§ **Written tasks**
(A) In the Coq mailing list post about a HOAS axiom, what are the three constructors of the inductive type assert?
(B) Continue the Coq mailing list post about a HOAS axiom from its last line.

§ **Provided text**

☆ ☆ ☆ ☆

The Coq mailing list

[xinyu.jiang AT yale.edu]

Hi,

Thank you and everyone else. It my fault to ignore the apparent
mistake. In fact, what I want is not a such general (and wrong)
axiom. And the addition to Coq I need can be simplified and explained here:

Suppose I have a HOAS representation of a part of an (impredicative) assertion
language:

Inductive assert (t : Type) : Type :=
| avar : t -> assert t
| aand : assert t -> assert t -> assert t
| aexist : (t -> assert t) -> assert t.

Then I would like to have such an axiom:

"forall (f g : forall t, t -> assert t) (t : Type), f t = g t -> f = g"

which is a specific version of the wrong axiom I proposed.

The counter example which falsify the general version of the axiom does not
work here, because "F" is now "fun t => t -> assert t", which always returns 
an
inhabited type not isomorphic to "False". Would this kind of specific axioms
inconsistant to Coq again? Thanks very much!

                                         Xinyu Jiang

Quoting Chad E Brown 
<cebrown2323 AT yahoo.com>:

> Hi Xinyu, and all,
>
> The axiom as you gave it is inconsistent with Coq.  A proof is below.
>  Maybe you
> meant something else?
>
> Axiom pa : forall (F : Type -> Type) (f g : forall t, F t) (t :
> Type), f t = g t
> -> f = g.
>
> Definition f_ (X : Type) : Type := X -> False.

☆ ☆ ☆ ☆

§ **Given data**
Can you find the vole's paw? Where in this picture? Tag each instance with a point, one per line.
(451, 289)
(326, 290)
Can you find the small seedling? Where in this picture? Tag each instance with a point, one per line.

☆ ☆ ☆ ☆

§ **Answers provided**
(A) avar, aand, and aexist.

(B)
> Definition g_ (X : Type) : Type := False -> X.
>
> Goal False.
> cut (f_ = g_). intros e.
> cut (g_ True). rewrite <- e. auto.
> unfold g_. auto.
> apply (pa (fun X => Type) f_ g_ False).
> auto.
> Qed.
>
> - Chad
>
>
>
> ________________________________
> From: Xinyu Jiang 
>Â <xj27 AT pantheon.yale.edu>
> To: 
>Â coq-club AT inria.fr
> Sent: Wed, September 22, 2010 4:22:11 PM
> Subject: [Coq-Club] An axiom about parametricity
>
>
> Hi all,
>  I would like to add an axiom somehow like:
>
>  "forall (F : Type -> Type) (f g : forall t, F t) (t : Type), f t = g
> t -> f =
> g"
>
>  to Coq. It seems to be reasonable because of the parametricity of
> Coq's logic.
> But I wonder if the axiom is indeed consistent with Coq.
> If so, would it collide against other axioms like exclusive of the middle? 
> If
> not, what would the counter example be like? Thanks very much.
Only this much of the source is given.